# [REQUIRED WORK]
Your answer must be the exact lines from the one holding "Target: white ceramic pot" through the end of the entries, with no pictures.

[SUPPLIED RECORDS]

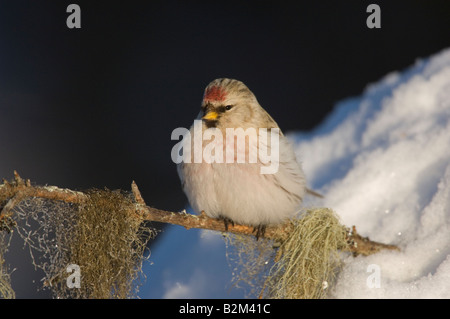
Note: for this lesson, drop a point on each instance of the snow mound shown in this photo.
(382, 161)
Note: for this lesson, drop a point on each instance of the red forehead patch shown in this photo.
(215, 93)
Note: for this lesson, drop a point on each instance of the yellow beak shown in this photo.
(211, 115)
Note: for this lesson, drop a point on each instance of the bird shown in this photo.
(234, 191)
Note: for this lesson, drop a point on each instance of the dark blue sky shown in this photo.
(95, 107)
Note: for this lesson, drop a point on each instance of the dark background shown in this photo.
(95, 107)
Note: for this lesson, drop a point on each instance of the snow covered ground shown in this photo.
(382, 160)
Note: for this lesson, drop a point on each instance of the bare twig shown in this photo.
(13, 193)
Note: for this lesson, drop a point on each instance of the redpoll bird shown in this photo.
(234, 190)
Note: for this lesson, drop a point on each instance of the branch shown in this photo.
(14, 192)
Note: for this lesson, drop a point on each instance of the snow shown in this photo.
(382, 161)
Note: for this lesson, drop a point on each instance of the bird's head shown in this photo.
(228, 103)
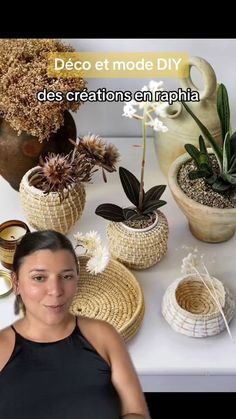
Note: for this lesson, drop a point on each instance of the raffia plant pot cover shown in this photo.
(138, 249)
(48, 211)
(113, 295)
(190, 309)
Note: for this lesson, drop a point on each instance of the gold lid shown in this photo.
(5, 283)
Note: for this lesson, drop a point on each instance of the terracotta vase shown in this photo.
(209, 224)
(19, 153)
(182, 129)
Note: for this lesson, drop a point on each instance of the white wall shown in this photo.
(106, 119)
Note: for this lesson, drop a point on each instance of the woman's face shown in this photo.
(47, 282)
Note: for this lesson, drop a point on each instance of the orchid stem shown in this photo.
(144, 127)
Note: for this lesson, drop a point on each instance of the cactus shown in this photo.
(225, 178)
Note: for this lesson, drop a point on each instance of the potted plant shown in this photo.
(138, 235)
(29, 127)
(53, 194)
(203, 181)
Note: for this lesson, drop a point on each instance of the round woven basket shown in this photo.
(113, 295)
(190, 309)
(138, 249)
(48, 211)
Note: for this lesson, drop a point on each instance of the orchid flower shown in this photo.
(158, 109)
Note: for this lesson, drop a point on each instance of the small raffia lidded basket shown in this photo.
(113, 295)
(190, 309)
(139, 248)
(49, 211)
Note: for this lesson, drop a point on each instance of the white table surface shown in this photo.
(165, 360)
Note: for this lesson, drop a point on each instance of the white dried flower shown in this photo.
(98, 262)
(98, 255)
(189, 264)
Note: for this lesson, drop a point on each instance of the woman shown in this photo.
(53, 364)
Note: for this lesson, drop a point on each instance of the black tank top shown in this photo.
(66, 379)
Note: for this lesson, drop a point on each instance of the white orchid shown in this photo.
(98, 255)
(158, 108)
(151, 110)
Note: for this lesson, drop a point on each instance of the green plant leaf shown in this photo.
(130, 184)
(110, 212)
(192, 151)
(154, 193)
(220, 185)
(233, 144)
(223, 109)
(211, 179)
(196, 174)
(153, 205)
(229, 178)
(232, 166)
(202, 145)
(226, 152)
(217, 150)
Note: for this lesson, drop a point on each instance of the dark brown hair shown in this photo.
(42, 240)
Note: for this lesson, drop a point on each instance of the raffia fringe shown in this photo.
(189, 309)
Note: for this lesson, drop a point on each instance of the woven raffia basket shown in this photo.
(138, 249)
(113, 295)
(190, 309)
(47, 211)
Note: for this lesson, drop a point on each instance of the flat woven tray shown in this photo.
(113, 295)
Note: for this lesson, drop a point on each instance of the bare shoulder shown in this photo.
(7, 342)
(102, 335)
(98, 328)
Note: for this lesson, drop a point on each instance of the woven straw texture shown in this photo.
(48, 211)
(113, 295)
(138, 250)
(190, 309)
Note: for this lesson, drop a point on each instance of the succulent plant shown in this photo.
(224, 178)
(131, 186)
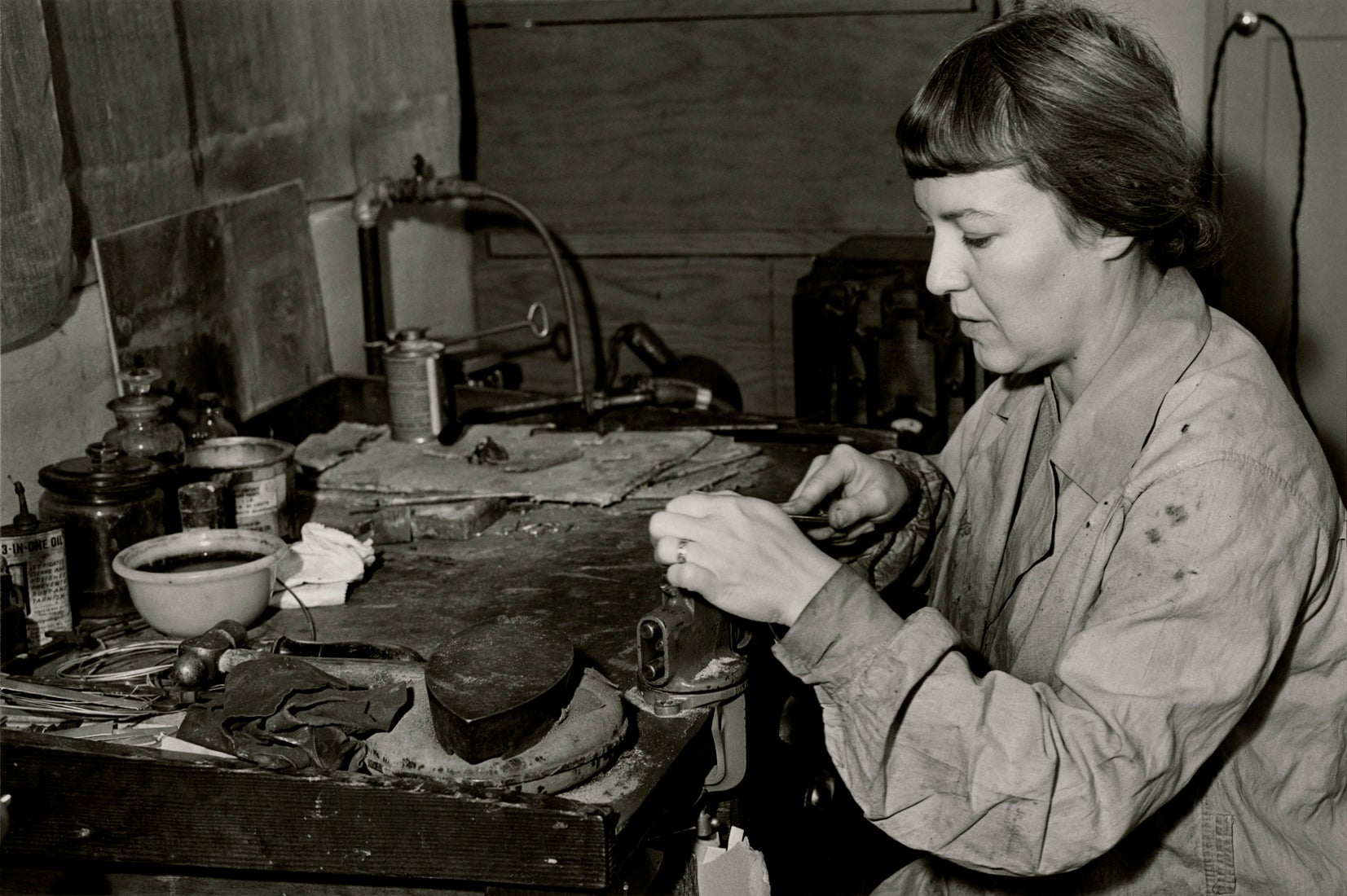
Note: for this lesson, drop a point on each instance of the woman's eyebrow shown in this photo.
(966, 213)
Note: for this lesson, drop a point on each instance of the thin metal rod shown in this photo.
(372, 292)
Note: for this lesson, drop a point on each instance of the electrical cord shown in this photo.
(1245, 24)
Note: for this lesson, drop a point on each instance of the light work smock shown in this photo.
(1132, 670)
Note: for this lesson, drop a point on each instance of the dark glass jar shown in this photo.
(142, 428)
(105, 502)
(212, 422)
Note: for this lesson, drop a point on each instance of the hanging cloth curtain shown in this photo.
(34, 201)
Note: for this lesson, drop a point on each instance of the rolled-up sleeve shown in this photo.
(1180, 621)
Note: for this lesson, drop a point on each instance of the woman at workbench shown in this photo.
(1130, 673)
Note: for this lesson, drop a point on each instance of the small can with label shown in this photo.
(35, 556)
(258, 477)
(420, 402)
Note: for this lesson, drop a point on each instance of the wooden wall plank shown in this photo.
(540, 12)
(167, 107)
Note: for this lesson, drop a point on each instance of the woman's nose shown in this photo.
(944, 272)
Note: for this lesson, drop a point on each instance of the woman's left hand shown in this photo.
(742, 554)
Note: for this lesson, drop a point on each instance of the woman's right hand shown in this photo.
(872, 492)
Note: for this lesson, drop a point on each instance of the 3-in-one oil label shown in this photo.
(37, 564)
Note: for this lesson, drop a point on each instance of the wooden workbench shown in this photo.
(93, 817)
(586, 572)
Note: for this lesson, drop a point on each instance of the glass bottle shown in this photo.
(105, 502)
(212, 422)
(142, 428)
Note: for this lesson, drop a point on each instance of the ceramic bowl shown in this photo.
(186, 582)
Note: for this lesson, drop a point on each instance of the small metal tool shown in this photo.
(205, 659)
(535, 321)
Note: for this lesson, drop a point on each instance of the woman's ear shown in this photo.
(1114, 245)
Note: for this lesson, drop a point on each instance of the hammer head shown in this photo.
(197, 663)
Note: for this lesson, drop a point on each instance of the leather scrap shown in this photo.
(280, 712)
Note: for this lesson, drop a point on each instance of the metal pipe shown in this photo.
(372, 296)
(369, 202)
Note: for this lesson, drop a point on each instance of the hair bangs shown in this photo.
(961, 121)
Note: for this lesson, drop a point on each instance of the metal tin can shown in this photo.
(420, 402)
(258, 476)
(35, 554)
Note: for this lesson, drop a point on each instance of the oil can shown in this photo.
(420, 402)
(35, 556)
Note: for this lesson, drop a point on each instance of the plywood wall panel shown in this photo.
(715, 307)
(767, 125)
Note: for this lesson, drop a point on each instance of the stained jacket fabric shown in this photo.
(1132, 669)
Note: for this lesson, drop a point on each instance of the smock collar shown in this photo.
(1105, 430)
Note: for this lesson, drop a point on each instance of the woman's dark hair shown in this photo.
(1087, 107)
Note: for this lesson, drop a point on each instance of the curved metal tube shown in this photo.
(371, 201)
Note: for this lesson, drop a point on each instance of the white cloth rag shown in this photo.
(319, 568)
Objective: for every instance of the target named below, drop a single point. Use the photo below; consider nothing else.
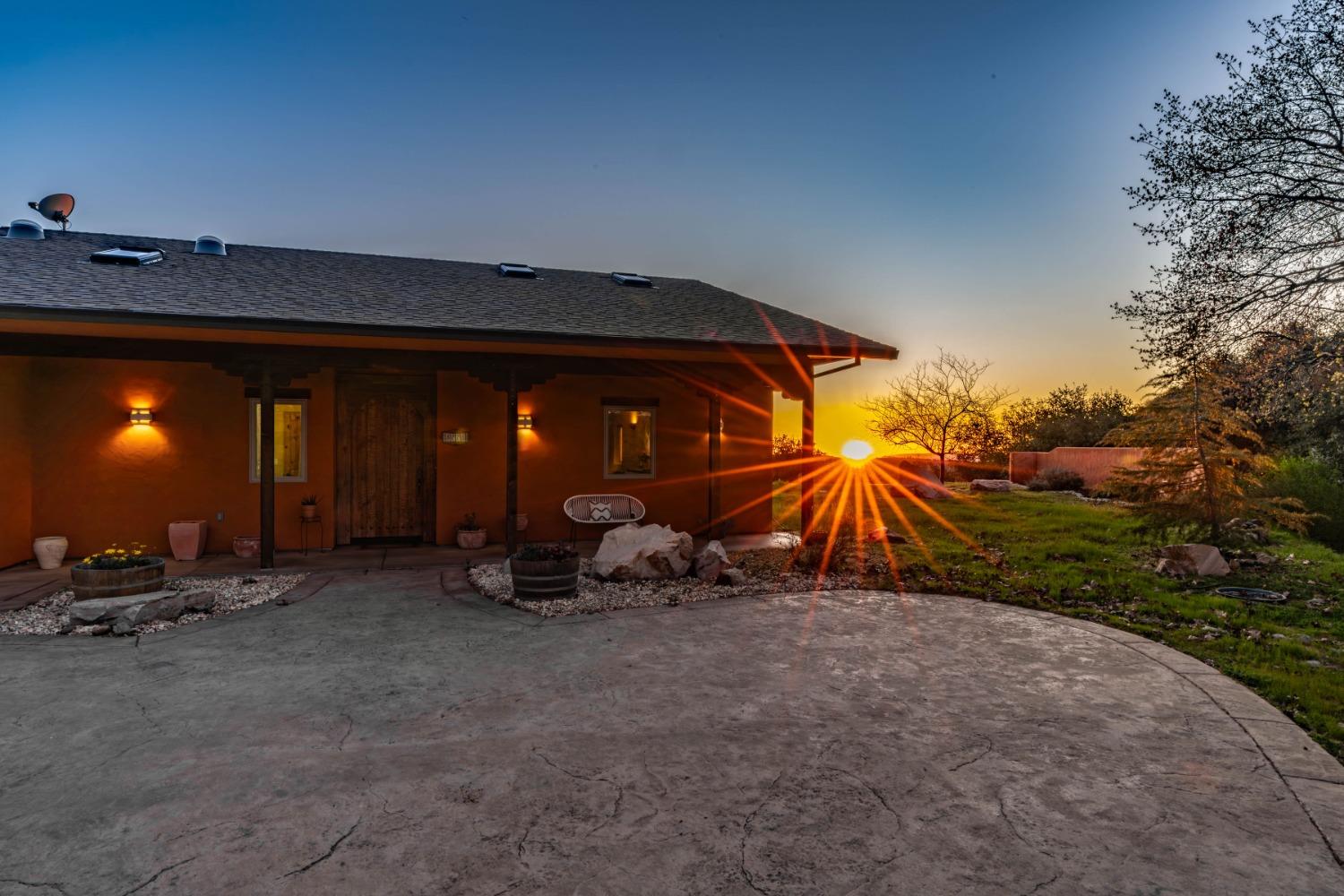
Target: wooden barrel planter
(113, 583)
(545, 579)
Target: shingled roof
(263, 287)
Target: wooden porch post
(715, 463)
(511, 466)
(809, 445)
(268, 468)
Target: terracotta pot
(187, 538)
(112, 583)
(50, 551)
(545, 579)
(470, 538)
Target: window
(128, 255)
(628, 443)
(290, 440)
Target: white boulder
(710, 562)
(1193, 559)
(636, 551)
(996, 485)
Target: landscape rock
(733, 576)
(1193, 559)
(168, 607)
(883, 533)
(711, 562)
(996, 485)
(198, 599)
(108, 608)
(636, 552)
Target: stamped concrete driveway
(389, 737)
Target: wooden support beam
(268, 468)
(715, 430)
(511, 465)
(806, 509)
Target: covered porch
(400, 440)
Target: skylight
(631, 280)
(128, 255)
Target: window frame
(254, 440)
(652, 410)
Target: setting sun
(857, 452)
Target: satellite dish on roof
(56, 207)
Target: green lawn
(1056, 552)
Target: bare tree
(1246, 188)
(940, 406)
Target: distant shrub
(1055, 479)
(1317, 485)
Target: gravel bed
(596, 595)
(233, 592)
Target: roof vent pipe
(210, 246)
(24, 228)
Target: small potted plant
(470, 535)
(545, 571)
(187, 538)
(117, 571)
(50, 551)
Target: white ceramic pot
(50, 551)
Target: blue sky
(932, 175)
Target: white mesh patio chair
(601, 509)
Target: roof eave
(271, 325)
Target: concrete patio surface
(26, 583)
(397, 734)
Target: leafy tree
(940, 406)
(1246, 187)
(1067, 417)
(1293, 390)
(1204, 462)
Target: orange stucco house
(145, 381)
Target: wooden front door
(384, 458)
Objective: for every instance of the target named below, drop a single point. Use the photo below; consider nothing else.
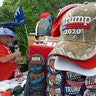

[/SUPPLIED RECORDS]

# [ANSWER BELOW]
Target: white ceramic pot
(50, 551)
Target: blue sky
(932, 175)
Target: white mesh patio chair
(601, 509)
Target: roof eave
(271, 325)
Target: concrete patio surface
(26, 583)
(397, 734)
Target: leafy tree
(940, 406)
(1246, 187)
(1067, 417)
(1293, 390)
(1204, 462)
Target: orange stucco house
(145, 381)
Target: wooden front door
(384, 458)
Objective: for every instance of the target named below, drop a single point. Use the photo below; consider nothing else.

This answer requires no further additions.